Bisa dibayangkan, saya meninggalkan teman-teman hanya untuk menonton El Clasico ('menghilang' saat sedang minum moke sering dikatai banci). Saya membiarkan si teman yang berulang tahun hari itu (penyebab kami berkumpul di rumahnya malam itu) menjadi satu-satunya pendukung Barcelona yang tersisa setelah kepergian saya hanya karena ingin menonton duel itu.

Dengan lampu motor yang suram dan lensa kacamata yang berminyak (karena terkena krim kue ulang tahun) saya beranjak pulang menempuh jarak kurang lebih 4 km, hanya untuk menyaksikan taktik Ronald Koeman. Saya rela meninggalkan makanan yang enak-enak di atas meja tadi demi menonton aksi Lionel Messi, dan saya meninggalkan sejenak kebersamaan yang akan selalu awet sepanjang usia itu dengan 90 menit penuh derita di depan TV.

PERINTAH SOAL: Nama diri apa saja (nama orang, klub, atau pertandingan) yang muncul dalam kutipan di atas?

DATA HASIL EKSTRAKSI:
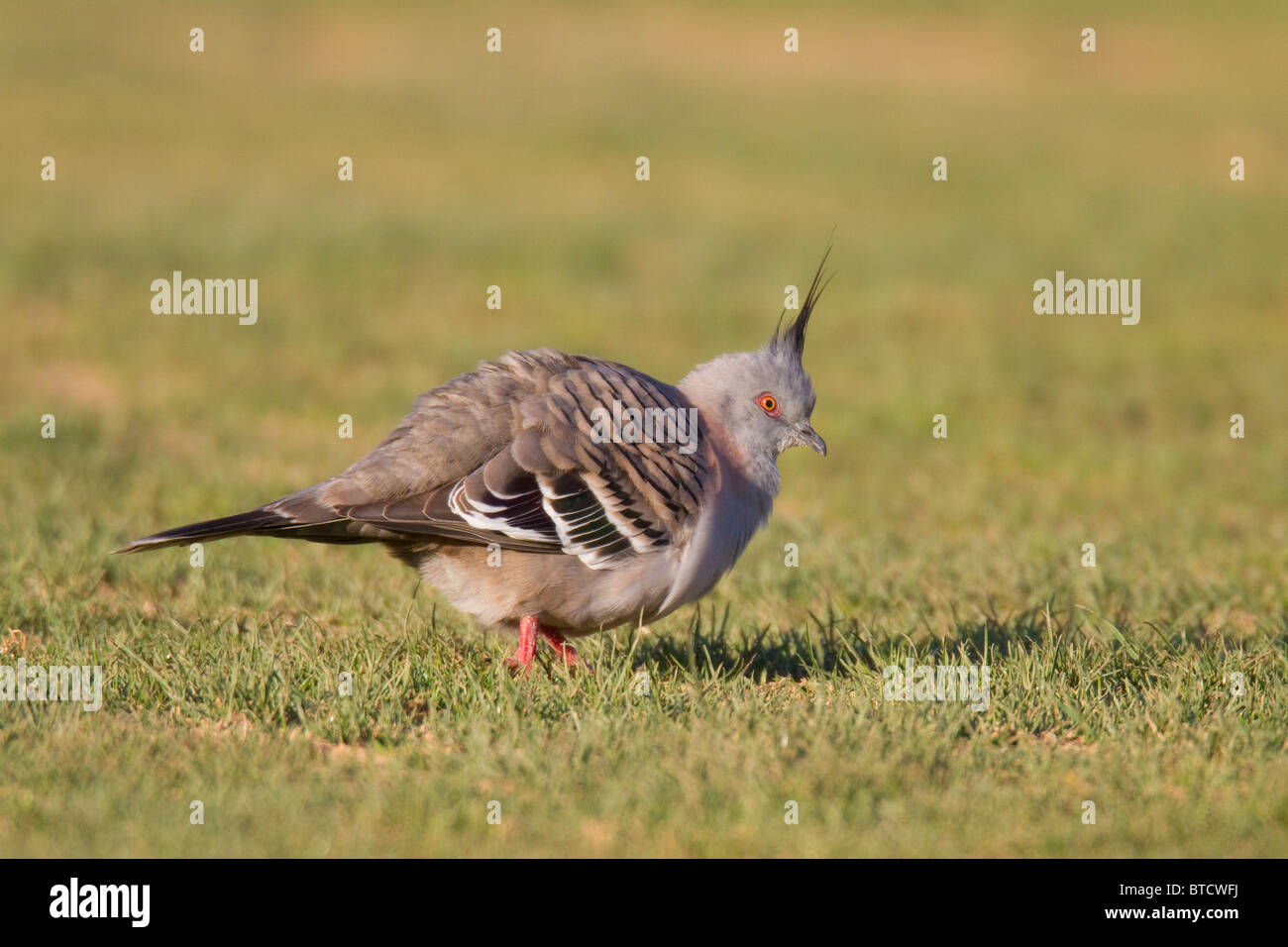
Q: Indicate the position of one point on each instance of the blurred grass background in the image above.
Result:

---

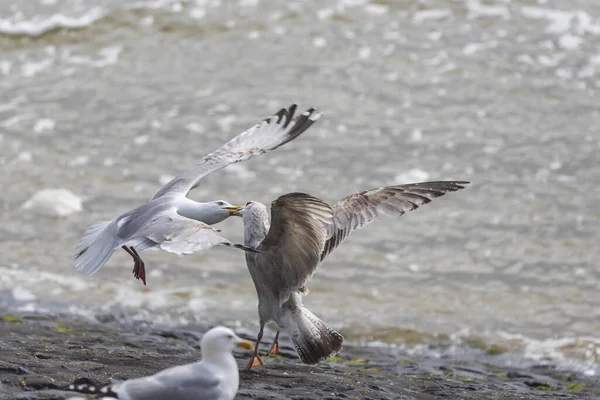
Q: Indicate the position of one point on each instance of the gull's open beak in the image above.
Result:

PENYELESAIAN SOAL: El Clasico, Barcelona, Ronald Koeman, Lionel Messi